Lundi 27 Octobre 2003


ACTUALITE


Nouvelle-Calédonie / Divers


Le fait du jour
Do Neva : Un centenaire dans la joie

- Environ quatre mille à six mille personnes ont participé, ce week-end au centenaire de Do Neva dans une ambiance très chaleureuse. Des personnes liées de près ou de loin, parfois de façon très affective, à l’histoire de cet établissement scolaire créé en 1903 par le pasteur Leenhardt à Houaïlou (Waa wi luu). - L’un des temps forts de la manifestation a été l’inauguration de la vieille école récemment rénovée. Première école en milieu kanak, Do Neva a formé de nombreux responsables d’aujourd’hui.

Pourquoi tant de gens sont-ils venus, du Nord, du Sud et surtout des Iles pour fêter, ce week-end, le centenaire de Do Neva ? Pourquoi tant de témoignages émus vendredi de la part d’anciens élèves, d’anciens enseignants ? Pourquoi tant de retrouvailles, d’embrassades, de chants, de danses, de discussions autour de repas partagés ?
« Do Neva, c’est un symbole. Le lieu où l’Eglise protestante a formé la plupart des cadres kanak et européens. Do Neva, c’était la première école en milieu kanak. Pendant vingt ou trente ans, tout le monde est passé par là. Plus que le centenaire d’une école, nous fêtons aujourd’hui le centenaire de l’œuvre scolaire de l’Eglise protestante sur la Grande Terre » observait l’un des participants. S’il est difficile d’estimer le nombre précis de visiteurs, répartis dans plusieurs sites, l’affluence a été très importante et l’ambiance conviviale.
Ancien élève, ancien enseignant, parfois successivement l’un et l’autre : ce week-end, la plupart des personnes présentes avait un lien fort avec Do Neva. Aux côtés des Kanak, majoritaires dans l’assemblée, plusieurs Calédoniens d’origine européenne étaient présents pour témoigner de leur attachement à cet établissement. Un établissement que leurs grands-pères et leurs pères ont soutenu, comme c’est le cas d’André Mazurier, et où ils ont parfois été eux-mêmes élèves ou professeurs.
Plusieurs invités avaient également fait le déplacement de métropole, comme le petit-fils de Maurice Leenhardt, André, sa femme et une arrière-petite-fille, le président de l’Eglise autonome de France, M. Trautmann, ou d’anciens enseignants.

Le devenir de l’enseignement privé

Dans une ambiance très conviviale, des petits groupes se sont formés ici et là pour échanger des souvenirs, regarder des photos. Chants et danses ont ponctué les journées. Les repas ont également constitué des moments importants de convivialité.

──────────────────────────────

_Consigne donnée 1_: D'après l'article sur le centenaire de Do Neva, pourquoi est-il difficile d'estimer le nombre précis de visiteurs ? Répondez en une à trois phrases.
_Consigne donnée 2_: Recopiez fidèlement le passage de l'article sur le centenaire de Do Neva qui commence par les mots contenant "Pourquoi tant de gens" et se termine par "repas partagés ?".
Le matériel n'est pas utile pour ce travail.

──────────────────────────────

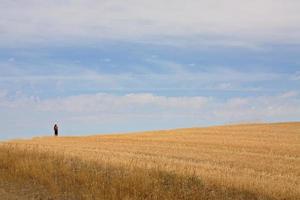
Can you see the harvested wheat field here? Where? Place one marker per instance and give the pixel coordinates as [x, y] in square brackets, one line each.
[251, 161]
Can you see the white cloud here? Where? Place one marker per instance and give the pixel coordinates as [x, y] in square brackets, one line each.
[235, 22]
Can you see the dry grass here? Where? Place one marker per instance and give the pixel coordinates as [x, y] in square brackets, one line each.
[258, 161]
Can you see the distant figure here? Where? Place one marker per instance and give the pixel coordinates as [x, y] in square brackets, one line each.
[55, 130]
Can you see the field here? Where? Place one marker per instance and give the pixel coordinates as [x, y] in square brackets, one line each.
[251, 161]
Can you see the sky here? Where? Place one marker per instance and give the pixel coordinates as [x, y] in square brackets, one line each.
[109, 66]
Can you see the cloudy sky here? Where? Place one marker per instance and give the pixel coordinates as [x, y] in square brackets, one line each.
[102, 66]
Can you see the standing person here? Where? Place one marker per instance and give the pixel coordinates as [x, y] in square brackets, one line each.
[55, 130]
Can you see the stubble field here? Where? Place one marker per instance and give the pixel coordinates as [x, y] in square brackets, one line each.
[254, 161]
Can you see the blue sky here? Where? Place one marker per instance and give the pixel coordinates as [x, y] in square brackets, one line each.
[114, 66]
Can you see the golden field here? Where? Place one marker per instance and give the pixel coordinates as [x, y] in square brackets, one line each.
[251, 161]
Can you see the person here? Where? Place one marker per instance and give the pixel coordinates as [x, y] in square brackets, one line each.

──────────────────────────────

_Réponse complète 1_: Il est difficile d'estimer le nombre précis de visiteurs parce qu'ils étaient répartis dans plusieurs sites. L'article précise toutefois que l'affluence a été très importante.

_Réponse complète 2_:
Pourquoi tant de gens sont-ils venus, du Nord, du Sud et surtout des Iles pour fêter, ce week-end, le centenaire de Do Neva ? Pourquoi tant de témoignages émus vendredi de la part d’anciens élèves, d’anciens enseignants ? Pourquoi tant de retrouvailles, d’embrassades, de chants, de danses, de discussions autour de repas partagés ?